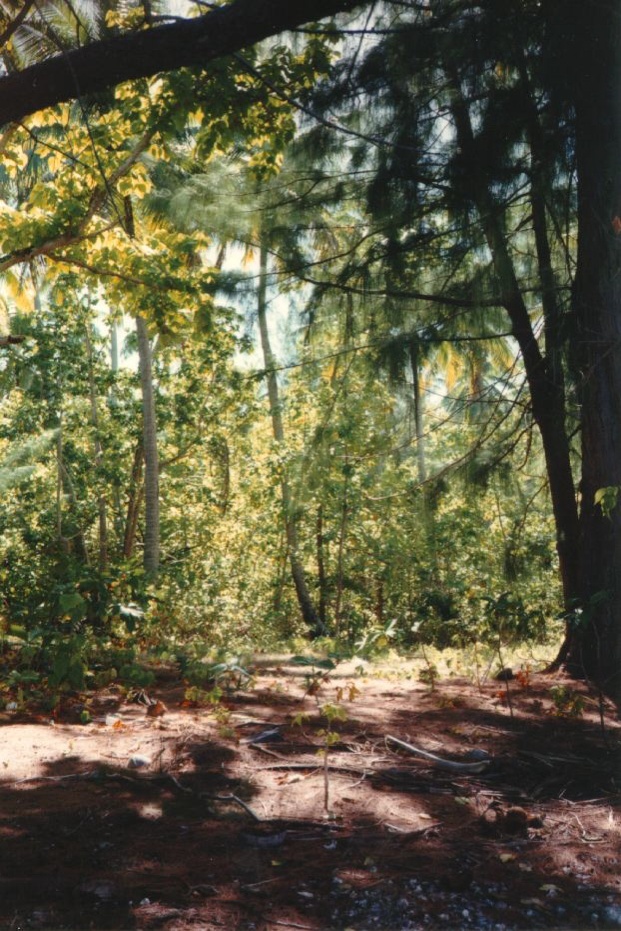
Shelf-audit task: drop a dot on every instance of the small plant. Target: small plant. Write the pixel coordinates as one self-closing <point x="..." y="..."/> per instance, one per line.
<point x="332" y="713"/>
<point x="567" y="702"/>
<point x="318" y="671"/>
<point x="429" y="675"/>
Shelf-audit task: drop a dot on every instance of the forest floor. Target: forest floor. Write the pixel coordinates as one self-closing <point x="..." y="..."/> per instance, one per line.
<point x="183" y="815"/>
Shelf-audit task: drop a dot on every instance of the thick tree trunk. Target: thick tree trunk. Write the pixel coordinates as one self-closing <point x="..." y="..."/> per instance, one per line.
<point x="151" y="460"/>
<point x="297" y="570"/>
<point x="544" y="377"/>
<point x="594" y="56"/>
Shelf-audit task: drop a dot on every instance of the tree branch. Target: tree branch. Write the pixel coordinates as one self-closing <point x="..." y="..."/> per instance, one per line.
<point x="191" y="42"/>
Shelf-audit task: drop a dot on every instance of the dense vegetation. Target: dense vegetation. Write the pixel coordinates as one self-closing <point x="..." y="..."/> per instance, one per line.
<point x="290" y="347"/>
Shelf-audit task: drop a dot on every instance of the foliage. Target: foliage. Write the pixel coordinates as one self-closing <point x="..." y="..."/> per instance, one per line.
<point x="417" y="484"/>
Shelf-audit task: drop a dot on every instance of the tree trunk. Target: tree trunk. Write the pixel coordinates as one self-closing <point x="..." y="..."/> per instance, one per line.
<point x="134" y="501"/>
<point x="98" y="454"/>
<point x="547" y="395"/>
<point x="151" y="462"/>
<point x="297" y="571"/>
<point x="594" y="61"/>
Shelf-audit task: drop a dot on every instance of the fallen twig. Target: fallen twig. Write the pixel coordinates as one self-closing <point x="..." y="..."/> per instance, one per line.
<point x="479" y="767"/>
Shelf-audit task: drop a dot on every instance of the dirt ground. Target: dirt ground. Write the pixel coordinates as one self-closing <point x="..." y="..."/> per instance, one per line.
<point x="228" y="818"/>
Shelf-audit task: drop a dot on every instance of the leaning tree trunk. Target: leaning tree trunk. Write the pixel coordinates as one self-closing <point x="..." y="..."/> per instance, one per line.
<point x="307" y="608"/>
<point x="594" y="58"/>
<point x="151" y="557"/>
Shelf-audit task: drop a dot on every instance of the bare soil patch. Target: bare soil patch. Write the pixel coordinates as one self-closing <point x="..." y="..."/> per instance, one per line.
<point x="192" y="819"/>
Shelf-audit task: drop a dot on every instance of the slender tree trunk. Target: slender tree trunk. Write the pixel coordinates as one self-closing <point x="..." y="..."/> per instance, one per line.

Aim:
Retype every record above exactly as written, but leave out the pictures.

Complete response:
Shelf-audit task: drop a dot on every instance of the small plant. Target: small plant. Write the pixel coordinates as one self-closing <point x="..." y="..."/> per instance, one per line.
<point x="332" y="713"/>
<point x="567" y="702"/>
<point x="318" y="671"/>
<point x="429" y="675"/>
Shelf-audit task: drop a dot on every instance of the forest floor. Target: forest floor. Write the pixel coordinates as one self-closing <point x="..." y="..."/> per instance, one per line.
<point x="183" y="815"/>
Shelf-audit task: drop a dot on every instance of the thick tree trunk. Target: thick tree trunk. Write the pixel coordinates as one self-closing <point x="..." y="..."/> per instance, one per line.
<point x="151" y="460"/>
<point x="297" y="570"/>
<point x="544" y="377"/>
<point x="594" y="56"/>
Shelf-audit task: drop a dot on every instance of the tree branch. Target: tree branch. Write the pixel coordinates as one self-closing <point x="..." y="..."/> per instance, one per line.
<point x="191" y="42"/>
Shelf-audit task: drop a dot on every instance of the dense vegetation. Target: dense vegetation. Write the pixel coordinates as one self-closing <point x="..." y="..."/> per instance, one per line.
<point x="290" y="347"/>
Shelf-audit task: drop a dot on every instance of the foliage. Target: foliage. Write the pixel coordinates as one self-closing <point x="..." y="..."/> per instance, one per line.
<point x="417" y="484"/>
Shelf-audit task: drop a dot on every instance of the tree trunk. Target: tree trunk. Write the pixel coordinates as one self-closing <point x="..." y="..."/> per instance, one per line.
<point x="134" y="501"/>
<point x="98" y="454"/>
<point x="547" y="395"/>
<point x="151" y="462"/>
<point x="297" y="571"/>
<point x="594" y="61"/>
Shelf-audit task: drop a dot on every instance of the fallen twig. Target: fallen twig. Write the pixel coordinates as one self-closing <point x="..." y="..."/> per instance, one per line.
<point x="479" y="767"/>
Shelf-audit task: drop a dot on every instance of the dirt ground. Target: dirt ground. Write the pixel coordinates as one self-closing <point x="..." y="..."/> per instance, one per line.
<point x="228" y="818"/>
Shelf-audit task: drop a dot on every instance of the leaning tree trunk. Target: leaning tree trunk. Write the pixel coordinates as one self-closing <point x="..." y="..."/> per instance, one per line.
<point x="307" y="608"/>
<point x="594" y="58"/>
<point x="151" y="557"/>
Shelf-audit task: drop a dot on every instance of the bare soil patch. Target: bare soil patch. Write the pixel coordinates as one self-closing <point x="..." y="..."/> per instance, one per line.
<point x="192" y="819"/>
Shelf-audit task: drop a dot on every instance of the slender tree trunk. Target: slender tree trunk. Write the pixel coordinates as one self-closing <point x="..." y="..."/> per instance, one per line.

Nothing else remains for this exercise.